Gather all lines from the material that contain "below".

(INPUT begins)

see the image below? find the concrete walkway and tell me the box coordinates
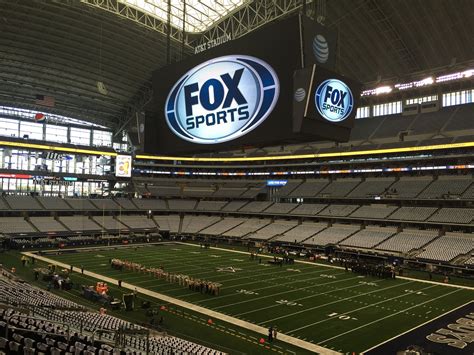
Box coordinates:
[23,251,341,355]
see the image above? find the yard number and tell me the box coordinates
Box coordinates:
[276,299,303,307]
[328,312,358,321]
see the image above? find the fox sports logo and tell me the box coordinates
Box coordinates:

(INPUT ends)
(INPUT begins)

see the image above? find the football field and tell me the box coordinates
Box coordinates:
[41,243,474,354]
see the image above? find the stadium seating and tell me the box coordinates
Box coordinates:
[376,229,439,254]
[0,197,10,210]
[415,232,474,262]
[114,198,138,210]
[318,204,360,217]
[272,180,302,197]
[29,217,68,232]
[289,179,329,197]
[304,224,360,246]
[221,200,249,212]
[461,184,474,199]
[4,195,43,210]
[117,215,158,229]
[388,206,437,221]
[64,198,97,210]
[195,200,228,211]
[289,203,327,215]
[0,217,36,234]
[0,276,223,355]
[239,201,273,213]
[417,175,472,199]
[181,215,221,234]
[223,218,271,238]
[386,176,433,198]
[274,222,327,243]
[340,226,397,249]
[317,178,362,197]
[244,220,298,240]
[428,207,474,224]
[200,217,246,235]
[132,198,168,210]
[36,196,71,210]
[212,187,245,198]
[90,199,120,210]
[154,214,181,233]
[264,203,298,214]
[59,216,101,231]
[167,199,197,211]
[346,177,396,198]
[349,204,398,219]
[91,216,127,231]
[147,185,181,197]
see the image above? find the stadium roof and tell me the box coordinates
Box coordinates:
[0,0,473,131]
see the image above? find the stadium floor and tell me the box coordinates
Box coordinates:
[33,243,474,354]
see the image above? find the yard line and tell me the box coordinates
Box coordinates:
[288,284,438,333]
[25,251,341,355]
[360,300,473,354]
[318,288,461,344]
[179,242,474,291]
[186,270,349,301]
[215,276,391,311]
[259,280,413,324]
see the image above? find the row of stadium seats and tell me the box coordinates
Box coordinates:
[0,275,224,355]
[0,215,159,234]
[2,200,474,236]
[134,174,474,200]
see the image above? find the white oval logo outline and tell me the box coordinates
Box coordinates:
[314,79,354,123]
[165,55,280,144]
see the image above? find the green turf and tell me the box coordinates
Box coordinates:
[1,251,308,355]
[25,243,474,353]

(INPUT ends)
(INPUT begins)

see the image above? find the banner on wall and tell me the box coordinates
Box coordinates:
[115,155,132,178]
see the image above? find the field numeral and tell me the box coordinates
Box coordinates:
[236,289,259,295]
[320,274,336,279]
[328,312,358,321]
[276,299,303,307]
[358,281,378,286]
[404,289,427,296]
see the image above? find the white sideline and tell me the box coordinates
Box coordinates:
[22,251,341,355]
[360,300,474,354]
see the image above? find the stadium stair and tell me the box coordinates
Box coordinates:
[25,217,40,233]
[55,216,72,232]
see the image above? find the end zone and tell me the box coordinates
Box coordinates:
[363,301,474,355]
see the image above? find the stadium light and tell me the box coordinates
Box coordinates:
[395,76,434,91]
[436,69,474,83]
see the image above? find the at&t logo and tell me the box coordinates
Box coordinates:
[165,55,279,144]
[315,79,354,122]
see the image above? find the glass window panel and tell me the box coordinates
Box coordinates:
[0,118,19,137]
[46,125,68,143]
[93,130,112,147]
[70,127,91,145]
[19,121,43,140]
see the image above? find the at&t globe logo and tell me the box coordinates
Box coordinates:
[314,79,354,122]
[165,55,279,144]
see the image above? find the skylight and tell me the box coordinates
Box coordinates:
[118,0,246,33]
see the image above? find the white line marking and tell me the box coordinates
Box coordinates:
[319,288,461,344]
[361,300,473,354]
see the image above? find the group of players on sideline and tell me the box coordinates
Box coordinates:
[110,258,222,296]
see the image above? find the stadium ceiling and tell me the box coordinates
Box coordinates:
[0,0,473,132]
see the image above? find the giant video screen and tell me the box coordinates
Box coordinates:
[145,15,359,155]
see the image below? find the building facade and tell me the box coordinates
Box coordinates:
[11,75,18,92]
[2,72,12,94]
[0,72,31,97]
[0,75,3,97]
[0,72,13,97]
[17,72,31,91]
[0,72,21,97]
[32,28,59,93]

(INPUT ends)

### EXPECTED OUTPUT
see the image below? find the concrete walkway and tell me the box coordinates
see the image below? find the building facade and tell me the box coordinates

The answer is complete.